Task: Look for the word "volleyball" in the data below, and copy every line that holds it.

*** Records to process ***

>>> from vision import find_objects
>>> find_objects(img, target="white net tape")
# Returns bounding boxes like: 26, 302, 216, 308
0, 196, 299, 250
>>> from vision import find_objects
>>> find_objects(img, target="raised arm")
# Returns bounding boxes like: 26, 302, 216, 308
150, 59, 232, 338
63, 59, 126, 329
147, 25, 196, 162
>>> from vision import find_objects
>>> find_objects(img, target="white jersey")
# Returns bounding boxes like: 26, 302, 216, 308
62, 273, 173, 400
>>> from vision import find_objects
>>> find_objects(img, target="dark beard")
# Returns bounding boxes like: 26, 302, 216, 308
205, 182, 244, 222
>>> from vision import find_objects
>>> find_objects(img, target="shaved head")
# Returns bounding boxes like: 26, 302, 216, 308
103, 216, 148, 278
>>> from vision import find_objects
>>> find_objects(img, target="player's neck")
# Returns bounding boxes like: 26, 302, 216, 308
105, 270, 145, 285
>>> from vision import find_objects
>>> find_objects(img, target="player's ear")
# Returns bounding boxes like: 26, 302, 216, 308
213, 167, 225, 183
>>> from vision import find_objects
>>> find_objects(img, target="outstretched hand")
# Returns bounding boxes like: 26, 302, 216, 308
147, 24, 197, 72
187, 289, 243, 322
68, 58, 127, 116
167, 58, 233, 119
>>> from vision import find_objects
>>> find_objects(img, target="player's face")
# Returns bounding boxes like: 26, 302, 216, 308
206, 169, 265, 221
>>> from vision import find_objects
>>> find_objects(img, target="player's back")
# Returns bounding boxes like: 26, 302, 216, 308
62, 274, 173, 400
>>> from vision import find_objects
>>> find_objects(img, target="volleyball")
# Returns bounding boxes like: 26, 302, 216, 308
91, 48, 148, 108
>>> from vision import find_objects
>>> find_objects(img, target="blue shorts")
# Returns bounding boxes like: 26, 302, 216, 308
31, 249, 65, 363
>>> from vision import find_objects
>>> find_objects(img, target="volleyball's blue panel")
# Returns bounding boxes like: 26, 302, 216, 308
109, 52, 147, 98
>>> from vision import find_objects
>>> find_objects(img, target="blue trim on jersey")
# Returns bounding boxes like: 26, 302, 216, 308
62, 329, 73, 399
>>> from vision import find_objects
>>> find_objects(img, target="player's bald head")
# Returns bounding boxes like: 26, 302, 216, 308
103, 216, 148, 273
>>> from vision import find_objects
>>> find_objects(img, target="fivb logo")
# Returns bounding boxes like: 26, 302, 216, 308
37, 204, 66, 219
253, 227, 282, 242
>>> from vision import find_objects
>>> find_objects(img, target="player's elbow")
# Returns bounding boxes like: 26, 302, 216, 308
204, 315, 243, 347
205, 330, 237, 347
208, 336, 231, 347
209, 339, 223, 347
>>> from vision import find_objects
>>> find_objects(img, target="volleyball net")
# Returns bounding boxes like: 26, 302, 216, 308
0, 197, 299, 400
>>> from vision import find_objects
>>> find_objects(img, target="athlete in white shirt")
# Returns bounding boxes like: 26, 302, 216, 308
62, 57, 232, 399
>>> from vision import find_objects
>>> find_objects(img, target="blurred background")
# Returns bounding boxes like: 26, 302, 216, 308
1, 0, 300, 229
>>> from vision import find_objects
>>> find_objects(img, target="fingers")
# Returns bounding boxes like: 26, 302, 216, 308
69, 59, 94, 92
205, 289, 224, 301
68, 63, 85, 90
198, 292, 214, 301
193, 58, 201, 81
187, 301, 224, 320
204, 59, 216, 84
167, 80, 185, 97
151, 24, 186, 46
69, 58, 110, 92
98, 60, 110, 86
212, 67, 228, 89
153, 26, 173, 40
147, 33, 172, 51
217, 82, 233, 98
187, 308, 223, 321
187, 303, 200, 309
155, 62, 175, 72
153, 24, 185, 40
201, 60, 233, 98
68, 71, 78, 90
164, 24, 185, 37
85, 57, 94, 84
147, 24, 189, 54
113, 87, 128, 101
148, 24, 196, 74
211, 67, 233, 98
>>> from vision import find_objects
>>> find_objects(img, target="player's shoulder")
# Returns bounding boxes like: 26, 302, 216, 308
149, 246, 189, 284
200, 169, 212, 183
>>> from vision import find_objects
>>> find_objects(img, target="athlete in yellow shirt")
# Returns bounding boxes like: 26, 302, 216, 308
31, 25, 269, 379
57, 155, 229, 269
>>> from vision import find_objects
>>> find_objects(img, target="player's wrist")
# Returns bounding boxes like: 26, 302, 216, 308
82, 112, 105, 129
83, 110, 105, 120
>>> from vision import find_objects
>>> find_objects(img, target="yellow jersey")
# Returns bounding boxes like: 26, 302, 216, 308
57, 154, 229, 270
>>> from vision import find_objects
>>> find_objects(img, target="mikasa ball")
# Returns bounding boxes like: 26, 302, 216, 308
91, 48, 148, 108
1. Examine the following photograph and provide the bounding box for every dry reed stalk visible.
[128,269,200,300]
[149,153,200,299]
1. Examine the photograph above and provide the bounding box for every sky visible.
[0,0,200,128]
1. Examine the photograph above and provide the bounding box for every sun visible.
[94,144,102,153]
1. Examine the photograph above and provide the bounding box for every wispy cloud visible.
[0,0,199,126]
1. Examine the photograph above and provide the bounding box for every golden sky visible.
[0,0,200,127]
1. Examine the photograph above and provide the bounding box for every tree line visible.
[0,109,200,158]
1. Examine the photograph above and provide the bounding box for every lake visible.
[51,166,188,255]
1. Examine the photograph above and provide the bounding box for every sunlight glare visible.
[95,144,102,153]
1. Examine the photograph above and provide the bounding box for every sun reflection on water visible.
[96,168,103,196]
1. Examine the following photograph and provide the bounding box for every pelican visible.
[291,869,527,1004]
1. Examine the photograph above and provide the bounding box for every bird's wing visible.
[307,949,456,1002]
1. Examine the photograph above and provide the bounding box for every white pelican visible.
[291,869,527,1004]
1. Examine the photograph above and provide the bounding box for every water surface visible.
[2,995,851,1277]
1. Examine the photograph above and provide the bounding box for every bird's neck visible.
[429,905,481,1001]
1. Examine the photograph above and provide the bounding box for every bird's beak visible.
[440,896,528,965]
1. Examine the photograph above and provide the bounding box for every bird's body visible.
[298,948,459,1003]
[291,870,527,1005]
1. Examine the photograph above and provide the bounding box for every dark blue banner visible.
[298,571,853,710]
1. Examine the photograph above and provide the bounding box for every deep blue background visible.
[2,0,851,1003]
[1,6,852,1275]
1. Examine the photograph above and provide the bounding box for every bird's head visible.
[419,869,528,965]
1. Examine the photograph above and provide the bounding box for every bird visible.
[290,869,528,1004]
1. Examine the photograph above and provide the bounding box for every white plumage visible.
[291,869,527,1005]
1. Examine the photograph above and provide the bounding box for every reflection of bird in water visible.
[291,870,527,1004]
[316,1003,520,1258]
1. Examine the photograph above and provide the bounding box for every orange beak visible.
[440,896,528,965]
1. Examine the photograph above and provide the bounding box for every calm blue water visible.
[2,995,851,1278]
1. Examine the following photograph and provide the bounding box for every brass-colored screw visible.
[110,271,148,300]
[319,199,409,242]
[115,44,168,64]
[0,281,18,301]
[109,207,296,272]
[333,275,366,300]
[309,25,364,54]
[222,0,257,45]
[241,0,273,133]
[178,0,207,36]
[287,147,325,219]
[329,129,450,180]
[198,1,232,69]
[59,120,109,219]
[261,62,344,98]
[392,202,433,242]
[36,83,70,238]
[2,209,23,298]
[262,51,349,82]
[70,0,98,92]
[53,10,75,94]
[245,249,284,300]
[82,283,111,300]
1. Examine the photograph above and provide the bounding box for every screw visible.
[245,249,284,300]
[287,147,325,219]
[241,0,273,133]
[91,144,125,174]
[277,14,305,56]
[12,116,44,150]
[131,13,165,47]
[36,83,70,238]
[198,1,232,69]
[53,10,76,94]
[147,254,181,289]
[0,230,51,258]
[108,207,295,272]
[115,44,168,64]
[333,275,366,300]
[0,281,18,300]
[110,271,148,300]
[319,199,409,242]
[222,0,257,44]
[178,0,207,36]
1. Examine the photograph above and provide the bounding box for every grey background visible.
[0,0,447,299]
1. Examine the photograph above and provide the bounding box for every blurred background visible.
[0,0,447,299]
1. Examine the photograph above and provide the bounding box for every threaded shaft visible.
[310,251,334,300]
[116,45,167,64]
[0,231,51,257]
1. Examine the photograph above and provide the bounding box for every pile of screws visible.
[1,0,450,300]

***

Answer to the problem:
>>> find_objects(img, target="volleyball")
>>> find_objects(img, target="volleyball's blue panel")
>>> find_objects(img, target="volleyball net")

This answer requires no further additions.